:: INFORMATION SUPPLIED ::

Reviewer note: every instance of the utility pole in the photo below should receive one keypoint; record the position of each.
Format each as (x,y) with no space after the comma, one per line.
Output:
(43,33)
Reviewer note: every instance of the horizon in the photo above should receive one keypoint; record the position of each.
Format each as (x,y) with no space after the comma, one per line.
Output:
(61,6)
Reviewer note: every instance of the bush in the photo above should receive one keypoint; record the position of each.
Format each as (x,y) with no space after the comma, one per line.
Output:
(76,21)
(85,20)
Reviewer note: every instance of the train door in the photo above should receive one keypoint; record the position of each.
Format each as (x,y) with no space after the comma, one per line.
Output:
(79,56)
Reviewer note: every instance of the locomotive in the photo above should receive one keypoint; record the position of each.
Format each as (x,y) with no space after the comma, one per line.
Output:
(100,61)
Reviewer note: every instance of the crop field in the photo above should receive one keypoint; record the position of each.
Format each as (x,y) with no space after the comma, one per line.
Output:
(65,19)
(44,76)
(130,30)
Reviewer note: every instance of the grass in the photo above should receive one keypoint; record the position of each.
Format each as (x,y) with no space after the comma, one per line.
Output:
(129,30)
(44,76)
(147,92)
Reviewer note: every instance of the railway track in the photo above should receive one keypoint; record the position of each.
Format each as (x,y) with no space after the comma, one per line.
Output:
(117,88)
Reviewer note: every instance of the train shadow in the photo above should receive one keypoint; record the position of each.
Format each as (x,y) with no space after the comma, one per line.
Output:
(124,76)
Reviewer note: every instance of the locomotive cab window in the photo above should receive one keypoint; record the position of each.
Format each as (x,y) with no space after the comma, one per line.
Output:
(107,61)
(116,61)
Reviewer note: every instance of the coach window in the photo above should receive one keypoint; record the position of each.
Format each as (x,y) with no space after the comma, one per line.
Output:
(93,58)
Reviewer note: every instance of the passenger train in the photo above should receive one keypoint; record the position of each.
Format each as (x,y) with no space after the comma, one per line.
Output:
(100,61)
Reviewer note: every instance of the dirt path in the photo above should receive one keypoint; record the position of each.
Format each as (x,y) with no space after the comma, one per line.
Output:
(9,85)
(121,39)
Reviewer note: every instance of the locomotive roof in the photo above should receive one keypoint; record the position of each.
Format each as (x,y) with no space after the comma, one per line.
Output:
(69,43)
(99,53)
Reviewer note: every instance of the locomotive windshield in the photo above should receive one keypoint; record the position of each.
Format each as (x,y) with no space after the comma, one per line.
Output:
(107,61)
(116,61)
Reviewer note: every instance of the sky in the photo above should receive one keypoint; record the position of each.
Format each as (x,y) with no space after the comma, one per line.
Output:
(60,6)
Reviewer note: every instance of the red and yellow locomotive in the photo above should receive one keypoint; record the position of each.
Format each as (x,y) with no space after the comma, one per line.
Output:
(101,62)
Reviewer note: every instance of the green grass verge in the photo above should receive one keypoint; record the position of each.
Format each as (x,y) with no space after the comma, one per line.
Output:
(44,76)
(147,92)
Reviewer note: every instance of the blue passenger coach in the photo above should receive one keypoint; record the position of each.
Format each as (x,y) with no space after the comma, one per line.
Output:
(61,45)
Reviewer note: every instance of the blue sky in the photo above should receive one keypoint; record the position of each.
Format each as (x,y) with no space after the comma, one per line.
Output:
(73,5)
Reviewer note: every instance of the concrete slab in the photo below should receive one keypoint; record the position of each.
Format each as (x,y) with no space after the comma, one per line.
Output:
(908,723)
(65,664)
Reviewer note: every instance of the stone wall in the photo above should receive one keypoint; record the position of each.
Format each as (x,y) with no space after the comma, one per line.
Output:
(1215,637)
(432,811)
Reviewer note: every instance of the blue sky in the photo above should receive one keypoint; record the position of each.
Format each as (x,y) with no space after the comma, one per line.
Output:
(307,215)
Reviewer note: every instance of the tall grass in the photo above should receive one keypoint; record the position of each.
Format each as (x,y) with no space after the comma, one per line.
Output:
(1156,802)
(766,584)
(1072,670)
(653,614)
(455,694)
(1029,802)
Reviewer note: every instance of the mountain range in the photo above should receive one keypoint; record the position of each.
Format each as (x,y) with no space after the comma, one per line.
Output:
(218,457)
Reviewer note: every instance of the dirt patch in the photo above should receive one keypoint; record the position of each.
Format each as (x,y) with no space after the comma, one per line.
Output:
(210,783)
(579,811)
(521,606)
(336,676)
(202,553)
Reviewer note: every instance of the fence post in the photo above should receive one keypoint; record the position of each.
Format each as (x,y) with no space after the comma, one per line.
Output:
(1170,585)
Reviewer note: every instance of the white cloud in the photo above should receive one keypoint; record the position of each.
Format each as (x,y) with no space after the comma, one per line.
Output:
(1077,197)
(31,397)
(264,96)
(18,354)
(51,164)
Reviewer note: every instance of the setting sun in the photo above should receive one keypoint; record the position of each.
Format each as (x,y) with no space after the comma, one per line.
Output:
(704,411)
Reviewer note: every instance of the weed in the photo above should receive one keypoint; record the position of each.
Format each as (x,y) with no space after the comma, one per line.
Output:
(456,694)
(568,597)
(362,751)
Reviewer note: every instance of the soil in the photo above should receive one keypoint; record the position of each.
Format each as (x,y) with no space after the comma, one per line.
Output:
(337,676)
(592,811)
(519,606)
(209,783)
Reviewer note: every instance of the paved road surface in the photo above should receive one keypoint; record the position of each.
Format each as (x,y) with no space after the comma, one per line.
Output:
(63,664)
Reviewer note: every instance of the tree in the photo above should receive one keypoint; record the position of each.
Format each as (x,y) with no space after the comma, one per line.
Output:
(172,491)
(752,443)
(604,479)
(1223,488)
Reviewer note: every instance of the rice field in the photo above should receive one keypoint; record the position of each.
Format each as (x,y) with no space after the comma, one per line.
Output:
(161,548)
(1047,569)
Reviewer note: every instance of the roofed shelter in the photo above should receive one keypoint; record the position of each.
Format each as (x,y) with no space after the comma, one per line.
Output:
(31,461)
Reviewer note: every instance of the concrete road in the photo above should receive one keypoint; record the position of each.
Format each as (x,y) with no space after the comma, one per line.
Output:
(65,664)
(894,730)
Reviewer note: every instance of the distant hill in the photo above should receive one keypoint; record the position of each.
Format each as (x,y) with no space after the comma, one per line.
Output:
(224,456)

:::
:: INFORMATION SUPPLIED ::

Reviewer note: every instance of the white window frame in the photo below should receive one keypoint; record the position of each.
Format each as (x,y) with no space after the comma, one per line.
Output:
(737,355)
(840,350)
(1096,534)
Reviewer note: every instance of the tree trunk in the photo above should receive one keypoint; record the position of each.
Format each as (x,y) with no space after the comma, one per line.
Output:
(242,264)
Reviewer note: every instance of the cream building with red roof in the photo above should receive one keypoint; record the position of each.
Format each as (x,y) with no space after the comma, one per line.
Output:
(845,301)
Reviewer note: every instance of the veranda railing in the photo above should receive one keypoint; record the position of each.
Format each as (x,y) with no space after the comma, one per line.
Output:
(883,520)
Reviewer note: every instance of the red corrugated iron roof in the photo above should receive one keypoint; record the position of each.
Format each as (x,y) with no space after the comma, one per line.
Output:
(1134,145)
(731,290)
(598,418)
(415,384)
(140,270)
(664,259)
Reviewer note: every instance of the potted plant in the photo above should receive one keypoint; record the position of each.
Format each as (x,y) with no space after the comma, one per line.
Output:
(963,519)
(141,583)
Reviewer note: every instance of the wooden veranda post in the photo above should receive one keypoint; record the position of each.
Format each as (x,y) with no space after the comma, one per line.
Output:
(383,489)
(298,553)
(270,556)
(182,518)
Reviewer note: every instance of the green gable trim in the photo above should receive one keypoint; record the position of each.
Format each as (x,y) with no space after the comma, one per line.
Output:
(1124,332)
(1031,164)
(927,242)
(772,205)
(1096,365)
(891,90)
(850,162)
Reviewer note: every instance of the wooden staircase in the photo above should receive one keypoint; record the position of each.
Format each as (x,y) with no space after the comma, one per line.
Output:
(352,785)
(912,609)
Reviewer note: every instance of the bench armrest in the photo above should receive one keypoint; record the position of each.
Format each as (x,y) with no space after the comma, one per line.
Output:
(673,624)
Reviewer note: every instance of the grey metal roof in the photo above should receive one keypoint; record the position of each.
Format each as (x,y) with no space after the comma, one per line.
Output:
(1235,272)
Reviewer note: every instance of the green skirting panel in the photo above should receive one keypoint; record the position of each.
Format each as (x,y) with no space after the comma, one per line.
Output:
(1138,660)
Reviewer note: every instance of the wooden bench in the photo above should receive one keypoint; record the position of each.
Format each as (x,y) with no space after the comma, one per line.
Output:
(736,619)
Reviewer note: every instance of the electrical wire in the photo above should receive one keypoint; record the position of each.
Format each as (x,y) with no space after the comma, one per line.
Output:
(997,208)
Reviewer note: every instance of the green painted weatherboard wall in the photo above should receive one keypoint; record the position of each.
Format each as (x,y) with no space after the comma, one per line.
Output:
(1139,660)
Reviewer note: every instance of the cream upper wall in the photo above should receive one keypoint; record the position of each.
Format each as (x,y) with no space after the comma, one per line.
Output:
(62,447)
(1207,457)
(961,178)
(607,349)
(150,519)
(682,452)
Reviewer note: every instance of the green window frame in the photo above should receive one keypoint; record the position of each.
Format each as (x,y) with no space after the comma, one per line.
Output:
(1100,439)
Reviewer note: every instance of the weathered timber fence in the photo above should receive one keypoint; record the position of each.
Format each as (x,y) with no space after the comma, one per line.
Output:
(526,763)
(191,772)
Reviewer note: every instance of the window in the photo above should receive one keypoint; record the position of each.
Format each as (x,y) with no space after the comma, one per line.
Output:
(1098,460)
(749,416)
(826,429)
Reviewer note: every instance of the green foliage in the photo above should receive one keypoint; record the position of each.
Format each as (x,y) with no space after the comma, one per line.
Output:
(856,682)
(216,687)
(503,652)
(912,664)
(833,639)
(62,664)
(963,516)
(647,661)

:::

**TASK TO COMPLETE**
Please return each line of the listing above that contains the string "veranda". Matches must agree in case.

**TASK RESULT**
Reviewer note: every instance of the veranda railing in the photo above should receive one keypoint; record the position of each.
Reviewer note: every instance of the wooden veranda post in the photo above should receive one keypoint; record the position of each.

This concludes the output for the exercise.